> GOAL:
Count the lines in the entries below that contain the string "blue", treating uppercase and lowercase as different, and reply with that number alone.
>> Start
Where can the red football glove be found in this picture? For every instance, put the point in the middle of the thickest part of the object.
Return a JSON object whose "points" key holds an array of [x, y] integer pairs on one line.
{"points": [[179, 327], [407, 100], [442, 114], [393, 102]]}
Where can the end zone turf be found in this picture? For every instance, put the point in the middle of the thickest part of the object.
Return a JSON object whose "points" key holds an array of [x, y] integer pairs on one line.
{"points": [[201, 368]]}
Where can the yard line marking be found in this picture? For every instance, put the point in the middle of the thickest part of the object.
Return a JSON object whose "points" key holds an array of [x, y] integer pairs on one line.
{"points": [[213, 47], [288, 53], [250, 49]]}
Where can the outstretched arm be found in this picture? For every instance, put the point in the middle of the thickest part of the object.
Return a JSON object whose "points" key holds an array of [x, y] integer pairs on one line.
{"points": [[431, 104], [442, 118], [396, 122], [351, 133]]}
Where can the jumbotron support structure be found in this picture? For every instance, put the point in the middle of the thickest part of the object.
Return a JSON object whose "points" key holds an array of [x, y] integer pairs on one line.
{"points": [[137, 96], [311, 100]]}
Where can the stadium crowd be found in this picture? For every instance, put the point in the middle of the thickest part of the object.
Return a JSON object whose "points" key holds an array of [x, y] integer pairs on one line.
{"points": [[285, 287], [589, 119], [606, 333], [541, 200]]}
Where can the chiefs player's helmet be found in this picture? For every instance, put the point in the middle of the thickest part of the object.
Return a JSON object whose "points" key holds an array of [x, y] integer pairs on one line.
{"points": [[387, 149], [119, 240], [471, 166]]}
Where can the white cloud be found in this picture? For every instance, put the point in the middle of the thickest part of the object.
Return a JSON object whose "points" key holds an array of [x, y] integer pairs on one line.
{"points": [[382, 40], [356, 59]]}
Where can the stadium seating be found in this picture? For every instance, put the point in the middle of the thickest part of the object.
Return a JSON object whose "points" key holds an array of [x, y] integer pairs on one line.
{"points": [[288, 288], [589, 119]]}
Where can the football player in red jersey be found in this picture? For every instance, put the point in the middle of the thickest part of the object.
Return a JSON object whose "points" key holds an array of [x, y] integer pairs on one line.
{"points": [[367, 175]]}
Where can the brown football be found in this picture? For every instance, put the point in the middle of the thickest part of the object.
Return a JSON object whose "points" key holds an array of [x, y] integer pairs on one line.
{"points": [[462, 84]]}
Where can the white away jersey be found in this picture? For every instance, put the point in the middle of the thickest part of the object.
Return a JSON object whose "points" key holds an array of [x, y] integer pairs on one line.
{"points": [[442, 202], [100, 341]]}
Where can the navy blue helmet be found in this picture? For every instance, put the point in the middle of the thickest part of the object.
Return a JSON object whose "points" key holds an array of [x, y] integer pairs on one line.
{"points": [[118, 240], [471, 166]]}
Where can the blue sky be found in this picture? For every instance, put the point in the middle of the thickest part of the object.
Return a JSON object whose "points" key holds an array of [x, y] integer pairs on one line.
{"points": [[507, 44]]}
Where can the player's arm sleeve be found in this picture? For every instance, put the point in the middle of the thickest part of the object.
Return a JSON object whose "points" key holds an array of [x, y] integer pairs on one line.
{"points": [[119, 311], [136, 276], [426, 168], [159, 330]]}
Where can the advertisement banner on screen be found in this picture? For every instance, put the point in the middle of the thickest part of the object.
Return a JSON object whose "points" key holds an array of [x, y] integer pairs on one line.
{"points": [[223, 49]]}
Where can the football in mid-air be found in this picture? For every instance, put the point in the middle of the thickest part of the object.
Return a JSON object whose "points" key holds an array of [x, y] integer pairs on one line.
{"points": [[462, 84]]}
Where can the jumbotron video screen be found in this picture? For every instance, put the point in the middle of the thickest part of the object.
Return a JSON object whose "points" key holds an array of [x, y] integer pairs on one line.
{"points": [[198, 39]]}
>> End
>> Start
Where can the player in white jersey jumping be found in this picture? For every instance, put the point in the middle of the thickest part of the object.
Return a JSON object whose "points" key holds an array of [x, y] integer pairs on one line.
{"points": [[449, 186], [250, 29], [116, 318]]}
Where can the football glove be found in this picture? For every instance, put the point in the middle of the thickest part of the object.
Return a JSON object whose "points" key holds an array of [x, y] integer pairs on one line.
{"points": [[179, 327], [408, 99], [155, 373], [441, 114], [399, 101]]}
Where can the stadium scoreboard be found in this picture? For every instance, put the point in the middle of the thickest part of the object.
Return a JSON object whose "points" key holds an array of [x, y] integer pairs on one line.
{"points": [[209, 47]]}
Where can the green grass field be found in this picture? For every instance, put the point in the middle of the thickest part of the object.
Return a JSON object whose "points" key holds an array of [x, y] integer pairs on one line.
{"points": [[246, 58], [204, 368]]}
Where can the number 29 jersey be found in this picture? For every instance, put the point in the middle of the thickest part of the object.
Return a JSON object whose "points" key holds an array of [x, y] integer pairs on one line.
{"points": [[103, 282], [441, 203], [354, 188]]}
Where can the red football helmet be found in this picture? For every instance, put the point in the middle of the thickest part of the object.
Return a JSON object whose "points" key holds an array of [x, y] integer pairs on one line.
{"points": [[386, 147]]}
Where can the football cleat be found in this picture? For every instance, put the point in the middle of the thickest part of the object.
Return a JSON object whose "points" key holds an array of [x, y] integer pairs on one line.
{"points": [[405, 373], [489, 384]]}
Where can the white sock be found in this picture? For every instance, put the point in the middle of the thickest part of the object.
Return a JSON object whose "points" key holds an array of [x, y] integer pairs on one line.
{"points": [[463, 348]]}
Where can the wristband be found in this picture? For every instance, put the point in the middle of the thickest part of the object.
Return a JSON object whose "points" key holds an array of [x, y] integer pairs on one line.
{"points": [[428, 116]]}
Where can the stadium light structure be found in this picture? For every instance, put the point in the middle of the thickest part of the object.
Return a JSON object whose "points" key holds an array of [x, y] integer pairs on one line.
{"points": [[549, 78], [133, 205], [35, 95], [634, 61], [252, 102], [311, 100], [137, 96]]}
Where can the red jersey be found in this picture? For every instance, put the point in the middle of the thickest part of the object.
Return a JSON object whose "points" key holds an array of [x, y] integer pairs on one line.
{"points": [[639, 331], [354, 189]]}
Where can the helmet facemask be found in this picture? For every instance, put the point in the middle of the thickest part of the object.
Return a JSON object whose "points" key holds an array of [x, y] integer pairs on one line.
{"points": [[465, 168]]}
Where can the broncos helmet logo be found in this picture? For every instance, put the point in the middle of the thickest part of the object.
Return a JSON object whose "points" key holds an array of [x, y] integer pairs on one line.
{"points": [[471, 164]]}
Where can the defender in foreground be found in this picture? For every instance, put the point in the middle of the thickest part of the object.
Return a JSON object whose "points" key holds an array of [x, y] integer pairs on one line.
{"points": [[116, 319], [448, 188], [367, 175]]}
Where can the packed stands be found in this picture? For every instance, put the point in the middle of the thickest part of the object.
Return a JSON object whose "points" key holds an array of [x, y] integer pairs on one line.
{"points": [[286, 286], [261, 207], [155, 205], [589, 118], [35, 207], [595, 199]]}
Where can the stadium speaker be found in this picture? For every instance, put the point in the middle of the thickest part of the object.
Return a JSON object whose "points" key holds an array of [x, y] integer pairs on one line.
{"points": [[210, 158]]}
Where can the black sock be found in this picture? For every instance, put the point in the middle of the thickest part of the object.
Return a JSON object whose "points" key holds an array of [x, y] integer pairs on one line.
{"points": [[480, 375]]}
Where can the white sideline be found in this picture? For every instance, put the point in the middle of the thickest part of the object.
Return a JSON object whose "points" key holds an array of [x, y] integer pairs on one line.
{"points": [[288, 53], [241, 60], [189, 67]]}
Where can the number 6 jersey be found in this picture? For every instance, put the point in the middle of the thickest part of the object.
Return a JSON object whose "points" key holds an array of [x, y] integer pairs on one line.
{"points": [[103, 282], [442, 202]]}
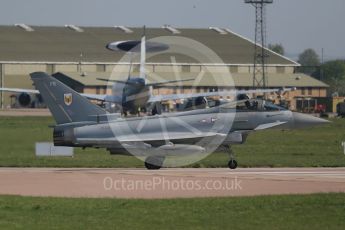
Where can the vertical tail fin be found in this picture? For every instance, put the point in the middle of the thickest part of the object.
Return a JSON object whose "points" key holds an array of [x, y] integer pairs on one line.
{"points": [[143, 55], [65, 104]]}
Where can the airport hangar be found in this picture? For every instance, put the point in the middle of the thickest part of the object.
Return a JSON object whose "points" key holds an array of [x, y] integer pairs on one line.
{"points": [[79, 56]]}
>> End
> WRITTEN SOLUTION:
2